PARKERSBURG -Officials are finalizing a settlement, stemming from a 2010 lawsuit filed by a Belpre man alleging abuse by Parkersburg police.
Mayor Bob Newell and City Attorney Joe Santer confirmed there is a proposed $70,000 settlement from the city for Terry Ratliff.
Filed in June 2010 in U.S. District Court for the Southern District of West Virginia by Ratliff's attorney, Gary Smith of Woodsfield, Ohio, the suit alleges Ratliff was subject to excessive force and denied his constitutional and civil rights, stemming from a 2008 incident on Seventh Street.
In the suit, Ratliff alleges he was placed under arrest for public intoxication after Officer Nathan Deuley noticed him urinating in a parking lot. The suit alleges during the arrest a struggle ensued, and Ratliff was the victim of unnecessary or unreasonable force. The suit also maintains Ratliff, still in handcuffs, was again assaulted in the parking lot of the police station by several officers.
According to the suit, Ratliff was taken to Camden Clark Medical Center for treatment. While in the emergency room Ratliff was handcuffed and shackled to his bed and was again assaulted by officers, the suit alleges.
The suit claims hospital personnel diagnosed Ratliff with "facial trauma, swelling and pain around the eyes, nose and face, and multiple nasal bone fractures."
The suit names six Parkersburg police officers - Charles Wolfe, Ben Ward, Michael Randall, William Wells, Matt Eichhorn and Deuley - and the city as defendants.
Deuley and Eichhorn were also named as defendants in a 2010 suit filed by Parkersburg resident Timothy Michael Mazza, who alleges he was unlawfully arrested, detained and brutalized by police officers.
Deuley has been placed on paid leave since May 7, pending an investigation. City officials have declined to comment, citing personnel matters.
In the suit filed by Ratliff, Deuley is represented by David Nelson. The city and the other five officers are represented by Nicole Belcher, an attorney with Bailey and Wyant.
Santer said the city's insurance company hired Bailey and Wyant to defend the city.
"All the plaintiffs recognize and understand the city is in fact denying any responsibility of wrongdoing, and that would include all the defendants," Santer said.
Newell said the proposed settlement was at the discretion of the city's insurance company. Santer said all parties involved still have to agree to the proposal, which may take a week to 10 days.
Belcher was out of the office, according to a staffer at her office.
Newell said the city admits no fault in the settlement.
"We had nothing in the negotiations," Newell said last week. "As I said before, it is their prerogative. They weigh how much it will cost to settle as opposed to fight it.
Last month, the city reached a settlement agreement with Craig Nelson in a 2009 lawsuit in which Nelson claimed injuries and accused officers of shooting his dog without provocation. The suit was settled for $2,500 with the city admitting no wrongdoing.

+ + +

* [What you need to do]
**A)** Say whether each statement agrees with the news report, answering yes or no and quoting the deciding words: (i) The city's proposed settlement for Terry Ratliff is $70,000. (ii) The suit names five Parkersburg police officers as defendants. (iii) The Craig Nelson suit was settled for $2,500.
**B)** Rewrite everything from "In the suit filed" down to "in the settlement." in the news report, substituting "the defense firm" for "Bailey and Wyant".
**C)** Translate this sentence from the news report into Spanish: "Deuley has been placed on paid leave since May 7, pending an investigation."

+ + +

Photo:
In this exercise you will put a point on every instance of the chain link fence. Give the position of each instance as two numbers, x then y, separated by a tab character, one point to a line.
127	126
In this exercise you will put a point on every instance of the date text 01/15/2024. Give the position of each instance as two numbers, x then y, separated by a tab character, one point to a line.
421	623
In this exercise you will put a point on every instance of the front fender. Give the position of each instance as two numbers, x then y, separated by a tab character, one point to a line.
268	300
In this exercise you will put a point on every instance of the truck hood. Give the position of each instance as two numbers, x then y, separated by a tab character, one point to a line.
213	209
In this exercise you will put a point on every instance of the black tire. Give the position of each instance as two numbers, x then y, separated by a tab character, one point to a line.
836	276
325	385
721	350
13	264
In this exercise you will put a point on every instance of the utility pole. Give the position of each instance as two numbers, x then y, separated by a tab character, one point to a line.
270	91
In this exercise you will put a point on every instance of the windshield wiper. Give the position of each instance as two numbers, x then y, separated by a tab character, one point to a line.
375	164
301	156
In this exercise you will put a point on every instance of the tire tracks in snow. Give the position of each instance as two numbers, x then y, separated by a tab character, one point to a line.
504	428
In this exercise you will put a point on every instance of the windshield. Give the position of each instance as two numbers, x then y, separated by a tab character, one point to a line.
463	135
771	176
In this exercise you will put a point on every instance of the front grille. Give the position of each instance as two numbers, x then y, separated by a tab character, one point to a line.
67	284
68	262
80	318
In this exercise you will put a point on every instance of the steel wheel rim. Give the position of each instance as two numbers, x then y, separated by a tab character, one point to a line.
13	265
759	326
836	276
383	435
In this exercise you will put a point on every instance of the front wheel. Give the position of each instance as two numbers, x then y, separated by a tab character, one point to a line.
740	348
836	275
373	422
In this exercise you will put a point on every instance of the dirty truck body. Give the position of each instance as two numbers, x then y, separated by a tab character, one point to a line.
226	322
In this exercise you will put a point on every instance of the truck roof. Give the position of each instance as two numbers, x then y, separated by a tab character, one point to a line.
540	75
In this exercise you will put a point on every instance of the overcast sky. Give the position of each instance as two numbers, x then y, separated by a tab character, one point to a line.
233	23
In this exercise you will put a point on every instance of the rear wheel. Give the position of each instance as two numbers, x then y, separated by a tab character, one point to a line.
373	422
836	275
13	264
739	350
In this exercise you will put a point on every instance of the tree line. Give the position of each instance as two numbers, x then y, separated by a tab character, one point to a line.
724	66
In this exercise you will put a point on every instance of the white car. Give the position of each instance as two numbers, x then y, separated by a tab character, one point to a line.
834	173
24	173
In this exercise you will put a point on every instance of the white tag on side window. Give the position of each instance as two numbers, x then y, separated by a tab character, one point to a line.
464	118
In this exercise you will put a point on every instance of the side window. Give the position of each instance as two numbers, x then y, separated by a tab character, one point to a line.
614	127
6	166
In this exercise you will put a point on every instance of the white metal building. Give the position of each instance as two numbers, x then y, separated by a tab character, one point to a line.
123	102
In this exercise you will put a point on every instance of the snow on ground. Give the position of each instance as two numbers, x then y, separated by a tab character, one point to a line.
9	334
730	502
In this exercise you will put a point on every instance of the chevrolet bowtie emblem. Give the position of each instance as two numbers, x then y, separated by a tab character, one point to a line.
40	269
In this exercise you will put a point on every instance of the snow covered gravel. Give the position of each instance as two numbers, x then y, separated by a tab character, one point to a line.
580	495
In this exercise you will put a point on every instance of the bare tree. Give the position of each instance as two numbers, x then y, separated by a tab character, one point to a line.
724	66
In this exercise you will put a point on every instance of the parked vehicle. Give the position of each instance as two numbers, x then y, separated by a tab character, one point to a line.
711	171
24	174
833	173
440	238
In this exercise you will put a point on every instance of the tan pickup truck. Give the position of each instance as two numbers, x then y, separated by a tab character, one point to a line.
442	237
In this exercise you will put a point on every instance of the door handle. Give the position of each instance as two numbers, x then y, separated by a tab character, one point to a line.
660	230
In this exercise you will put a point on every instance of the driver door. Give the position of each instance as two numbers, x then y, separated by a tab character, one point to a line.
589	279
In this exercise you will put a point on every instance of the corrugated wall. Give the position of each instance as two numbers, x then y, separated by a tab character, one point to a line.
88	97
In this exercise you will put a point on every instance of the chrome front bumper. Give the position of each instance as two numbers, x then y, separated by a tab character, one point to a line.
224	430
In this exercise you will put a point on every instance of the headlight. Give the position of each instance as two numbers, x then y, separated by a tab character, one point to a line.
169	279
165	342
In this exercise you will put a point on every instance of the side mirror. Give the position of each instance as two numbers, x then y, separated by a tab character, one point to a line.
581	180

+ + +

* [Expected results]
**A)**
(i) Yes: "there is a proposed $70,000 settlement from the city for Terry Ratliff."
(ii) No: "The suit names six Parkersburg police officers"
(iii) Yes: "The suit was settled for $2,500 with the city admitting no wrongdoing."

**B)**
In the suit filed by Ratliff, Deuley is represented by David Nelson. The city and the other five officers are represented by Nicole Belcher, an attorney with the defense firm.
Santer said the city's insurance company hired the defense firm to defend the city.
"All the plaintiffs recognize and understand the city is in fact denying any responsibility of wrongdoing, and that would include all the defendants," Santer said.
Newell said the proposed settlement was at the discretion of the city's insurance company. Santer said all parties involved still have to agree to the proposal, which may take a week to 10 days.
Belcher was out of the office, according to a staffer at her office.
Newell said the city admits no fault in the settlement.

**C)** Deuley ha estado en licencia con goce de sueldo desde el 7 de mayo, en espera de una investigación.